START Data extract

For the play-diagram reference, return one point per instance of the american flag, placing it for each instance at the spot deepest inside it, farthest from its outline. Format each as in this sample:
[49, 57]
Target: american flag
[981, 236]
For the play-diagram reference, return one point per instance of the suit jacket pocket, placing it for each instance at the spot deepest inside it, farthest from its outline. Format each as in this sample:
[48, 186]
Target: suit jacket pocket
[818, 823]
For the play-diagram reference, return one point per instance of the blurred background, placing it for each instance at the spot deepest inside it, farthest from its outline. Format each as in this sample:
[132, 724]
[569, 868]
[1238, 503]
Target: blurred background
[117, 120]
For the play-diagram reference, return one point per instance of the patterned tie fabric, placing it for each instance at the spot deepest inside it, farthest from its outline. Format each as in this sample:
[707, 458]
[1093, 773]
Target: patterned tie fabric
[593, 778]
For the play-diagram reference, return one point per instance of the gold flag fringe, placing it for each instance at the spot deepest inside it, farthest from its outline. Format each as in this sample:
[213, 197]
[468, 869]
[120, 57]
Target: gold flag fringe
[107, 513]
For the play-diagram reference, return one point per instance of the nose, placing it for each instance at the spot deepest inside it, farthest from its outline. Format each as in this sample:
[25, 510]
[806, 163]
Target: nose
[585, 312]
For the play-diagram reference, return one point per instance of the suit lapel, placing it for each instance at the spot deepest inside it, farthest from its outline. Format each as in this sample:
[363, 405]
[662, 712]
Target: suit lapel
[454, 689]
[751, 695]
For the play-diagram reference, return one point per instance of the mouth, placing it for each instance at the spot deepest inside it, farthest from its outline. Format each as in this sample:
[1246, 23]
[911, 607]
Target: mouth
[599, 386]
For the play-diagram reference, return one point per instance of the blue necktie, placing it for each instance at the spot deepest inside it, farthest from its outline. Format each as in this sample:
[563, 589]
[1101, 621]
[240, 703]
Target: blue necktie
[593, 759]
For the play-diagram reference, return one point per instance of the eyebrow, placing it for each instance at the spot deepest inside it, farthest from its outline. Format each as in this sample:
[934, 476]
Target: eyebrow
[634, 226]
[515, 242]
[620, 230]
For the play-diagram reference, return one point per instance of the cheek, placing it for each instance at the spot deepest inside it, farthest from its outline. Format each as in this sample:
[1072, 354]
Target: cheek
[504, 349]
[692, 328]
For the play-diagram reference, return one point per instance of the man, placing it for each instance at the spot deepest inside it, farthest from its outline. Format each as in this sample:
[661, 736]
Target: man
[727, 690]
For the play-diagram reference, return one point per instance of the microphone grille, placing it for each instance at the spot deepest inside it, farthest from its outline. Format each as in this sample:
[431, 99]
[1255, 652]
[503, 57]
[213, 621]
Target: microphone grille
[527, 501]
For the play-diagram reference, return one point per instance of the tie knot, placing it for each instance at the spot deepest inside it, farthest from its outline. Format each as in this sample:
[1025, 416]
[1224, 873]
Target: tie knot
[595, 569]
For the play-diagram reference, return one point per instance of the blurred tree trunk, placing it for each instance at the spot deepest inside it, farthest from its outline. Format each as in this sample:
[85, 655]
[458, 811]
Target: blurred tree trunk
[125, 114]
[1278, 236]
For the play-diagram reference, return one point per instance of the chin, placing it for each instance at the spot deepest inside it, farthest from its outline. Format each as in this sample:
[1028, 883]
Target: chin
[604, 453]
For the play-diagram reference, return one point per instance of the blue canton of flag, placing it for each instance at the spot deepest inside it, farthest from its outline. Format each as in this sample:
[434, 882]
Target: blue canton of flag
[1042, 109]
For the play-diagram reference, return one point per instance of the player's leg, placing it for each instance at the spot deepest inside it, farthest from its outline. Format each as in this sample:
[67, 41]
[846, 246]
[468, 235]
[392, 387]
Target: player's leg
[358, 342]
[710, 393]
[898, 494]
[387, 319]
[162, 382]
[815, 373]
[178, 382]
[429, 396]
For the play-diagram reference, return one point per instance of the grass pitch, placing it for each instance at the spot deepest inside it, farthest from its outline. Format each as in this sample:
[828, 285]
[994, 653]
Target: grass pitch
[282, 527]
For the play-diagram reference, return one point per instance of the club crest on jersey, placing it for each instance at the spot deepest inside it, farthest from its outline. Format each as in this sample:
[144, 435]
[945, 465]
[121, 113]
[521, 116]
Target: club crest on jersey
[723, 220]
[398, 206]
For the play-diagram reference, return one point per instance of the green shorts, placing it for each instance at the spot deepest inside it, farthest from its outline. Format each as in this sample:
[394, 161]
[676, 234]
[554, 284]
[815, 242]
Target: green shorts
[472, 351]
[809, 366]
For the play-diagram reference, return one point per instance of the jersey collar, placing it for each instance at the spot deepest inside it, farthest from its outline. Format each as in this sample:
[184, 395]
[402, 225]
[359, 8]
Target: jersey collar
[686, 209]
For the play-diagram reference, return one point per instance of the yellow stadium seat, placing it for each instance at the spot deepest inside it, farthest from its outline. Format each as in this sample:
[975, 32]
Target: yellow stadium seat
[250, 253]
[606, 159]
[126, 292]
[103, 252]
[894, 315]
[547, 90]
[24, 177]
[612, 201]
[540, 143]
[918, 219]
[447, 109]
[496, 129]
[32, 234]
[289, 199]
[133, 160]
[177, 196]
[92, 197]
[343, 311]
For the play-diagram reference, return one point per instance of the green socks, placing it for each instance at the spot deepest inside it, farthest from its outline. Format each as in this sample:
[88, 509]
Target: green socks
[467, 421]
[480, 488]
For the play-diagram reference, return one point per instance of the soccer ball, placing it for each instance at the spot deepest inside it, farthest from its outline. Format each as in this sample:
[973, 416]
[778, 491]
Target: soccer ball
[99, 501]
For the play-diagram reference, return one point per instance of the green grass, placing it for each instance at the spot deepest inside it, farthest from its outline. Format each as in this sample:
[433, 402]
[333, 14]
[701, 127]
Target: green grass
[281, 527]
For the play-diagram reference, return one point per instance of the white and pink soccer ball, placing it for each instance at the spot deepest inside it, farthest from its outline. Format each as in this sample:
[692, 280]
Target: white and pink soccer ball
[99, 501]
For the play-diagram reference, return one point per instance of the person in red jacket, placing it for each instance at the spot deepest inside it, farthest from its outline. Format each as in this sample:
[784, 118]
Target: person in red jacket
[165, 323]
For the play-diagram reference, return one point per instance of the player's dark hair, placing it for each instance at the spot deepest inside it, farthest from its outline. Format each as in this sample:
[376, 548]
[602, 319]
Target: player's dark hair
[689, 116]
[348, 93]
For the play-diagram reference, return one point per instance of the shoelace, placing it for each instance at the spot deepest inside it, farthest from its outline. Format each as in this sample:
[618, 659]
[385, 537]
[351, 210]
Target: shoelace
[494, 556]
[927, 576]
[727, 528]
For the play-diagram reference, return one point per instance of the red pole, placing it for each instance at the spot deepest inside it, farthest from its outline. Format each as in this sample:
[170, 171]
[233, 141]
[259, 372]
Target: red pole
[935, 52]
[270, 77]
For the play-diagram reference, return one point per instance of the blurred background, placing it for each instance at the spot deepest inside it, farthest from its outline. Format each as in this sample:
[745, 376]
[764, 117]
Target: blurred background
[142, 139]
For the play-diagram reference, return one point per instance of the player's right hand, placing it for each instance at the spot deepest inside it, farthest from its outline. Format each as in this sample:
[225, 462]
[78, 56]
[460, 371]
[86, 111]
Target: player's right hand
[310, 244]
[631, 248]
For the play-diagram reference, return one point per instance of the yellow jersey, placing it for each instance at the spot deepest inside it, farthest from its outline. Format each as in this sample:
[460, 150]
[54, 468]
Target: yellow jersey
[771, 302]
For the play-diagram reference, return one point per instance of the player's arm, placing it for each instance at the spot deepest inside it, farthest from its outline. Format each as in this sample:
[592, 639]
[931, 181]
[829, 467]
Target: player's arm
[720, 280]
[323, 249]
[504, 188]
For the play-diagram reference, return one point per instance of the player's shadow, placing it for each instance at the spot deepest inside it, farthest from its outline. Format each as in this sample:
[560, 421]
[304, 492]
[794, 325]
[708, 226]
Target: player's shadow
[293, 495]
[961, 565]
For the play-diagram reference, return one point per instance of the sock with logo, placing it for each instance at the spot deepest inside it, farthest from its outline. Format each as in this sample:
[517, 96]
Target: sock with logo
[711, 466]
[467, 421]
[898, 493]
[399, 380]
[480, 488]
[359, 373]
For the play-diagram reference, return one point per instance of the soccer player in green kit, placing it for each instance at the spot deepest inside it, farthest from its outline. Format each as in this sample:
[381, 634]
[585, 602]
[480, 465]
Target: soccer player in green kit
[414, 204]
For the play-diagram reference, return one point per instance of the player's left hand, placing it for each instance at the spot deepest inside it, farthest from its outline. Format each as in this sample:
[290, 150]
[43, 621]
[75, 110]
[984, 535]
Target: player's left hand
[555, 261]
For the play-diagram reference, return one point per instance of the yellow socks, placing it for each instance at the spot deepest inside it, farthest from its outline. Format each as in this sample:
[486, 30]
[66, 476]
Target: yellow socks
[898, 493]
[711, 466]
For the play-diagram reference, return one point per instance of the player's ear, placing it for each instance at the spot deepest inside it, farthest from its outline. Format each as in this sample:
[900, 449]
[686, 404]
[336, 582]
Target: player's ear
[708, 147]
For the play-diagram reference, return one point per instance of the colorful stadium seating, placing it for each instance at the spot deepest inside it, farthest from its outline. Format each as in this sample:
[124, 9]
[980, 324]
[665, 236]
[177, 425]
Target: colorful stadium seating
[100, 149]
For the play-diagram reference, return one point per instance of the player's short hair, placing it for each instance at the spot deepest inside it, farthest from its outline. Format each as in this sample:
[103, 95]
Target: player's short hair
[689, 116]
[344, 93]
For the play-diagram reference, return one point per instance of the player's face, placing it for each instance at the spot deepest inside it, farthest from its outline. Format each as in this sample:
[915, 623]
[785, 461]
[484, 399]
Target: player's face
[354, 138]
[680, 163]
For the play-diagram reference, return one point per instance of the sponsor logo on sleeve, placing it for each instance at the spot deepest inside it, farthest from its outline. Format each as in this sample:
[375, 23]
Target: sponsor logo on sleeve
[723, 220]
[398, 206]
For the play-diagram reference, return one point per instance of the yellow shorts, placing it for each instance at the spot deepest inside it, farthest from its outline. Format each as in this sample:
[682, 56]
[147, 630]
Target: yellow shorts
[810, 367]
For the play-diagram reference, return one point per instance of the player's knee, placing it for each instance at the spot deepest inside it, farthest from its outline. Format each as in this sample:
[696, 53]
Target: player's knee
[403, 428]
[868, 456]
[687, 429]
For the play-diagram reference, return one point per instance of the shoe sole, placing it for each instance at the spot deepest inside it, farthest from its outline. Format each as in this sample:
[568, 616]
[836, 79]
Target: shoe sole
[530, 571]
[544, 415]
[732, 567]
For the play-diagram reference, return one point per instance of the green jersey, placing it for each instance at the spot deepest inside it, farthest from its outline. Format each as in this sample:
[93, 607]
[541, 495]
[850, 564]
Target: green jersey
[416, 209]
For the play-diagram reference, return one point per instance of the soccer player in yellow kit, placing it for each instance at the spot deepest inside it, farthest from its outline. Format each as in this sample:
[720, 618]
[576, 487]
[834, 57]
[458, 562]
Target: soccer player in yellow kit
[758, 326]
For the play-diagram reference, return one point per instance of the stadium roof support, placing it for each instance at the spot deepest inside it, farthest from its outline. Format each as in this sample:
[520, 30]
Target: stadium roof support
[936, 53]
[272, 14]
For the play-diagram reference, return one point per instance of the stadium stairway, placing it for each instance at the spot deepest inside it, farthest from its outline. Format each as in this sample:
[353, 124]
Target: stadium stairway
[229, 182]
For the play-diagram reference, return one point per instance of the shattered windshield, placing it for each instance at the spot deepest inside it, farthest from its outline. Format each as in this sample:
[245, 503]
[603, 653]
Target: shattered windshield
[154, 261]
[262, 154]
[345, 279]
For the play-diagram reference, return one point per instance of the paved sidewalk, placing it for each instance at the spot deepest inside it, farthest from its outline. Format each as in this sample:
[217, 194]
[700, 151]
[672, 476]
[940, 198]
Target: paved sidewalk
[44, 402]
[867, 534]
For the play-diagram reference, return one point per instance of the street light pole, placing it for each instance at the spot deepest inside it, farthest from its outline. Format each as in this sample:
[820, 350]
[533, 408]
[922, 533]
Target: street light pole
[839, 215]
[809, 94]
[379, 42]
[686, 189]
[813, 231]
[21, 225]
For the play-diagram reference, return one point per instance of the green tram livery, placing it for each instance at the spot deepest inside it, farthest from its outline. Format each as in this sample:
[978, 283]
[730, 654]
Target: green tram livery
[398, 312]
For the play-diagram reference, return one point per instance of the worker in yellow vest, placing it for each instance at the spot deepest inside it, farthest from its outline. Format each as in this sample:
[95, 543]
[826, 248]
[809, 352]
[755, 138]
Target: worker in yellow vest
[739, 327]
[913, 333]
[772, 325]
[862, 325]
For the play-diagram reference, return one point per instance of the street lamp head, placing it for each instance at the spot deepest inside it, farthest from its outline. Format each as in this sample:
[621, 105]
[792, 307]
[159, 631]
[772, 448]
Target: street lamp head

END Data extract

=== Your task ===
If a line of the material contains the word "lamp", pick it out and copy it.

=== Answer below ===
For the play-diagram reference, return one point per instance of the street lamp head, placing it for each instance at the spot deepest inside it, farthest from its outline. Format each as in this sample:
Target: street lamp head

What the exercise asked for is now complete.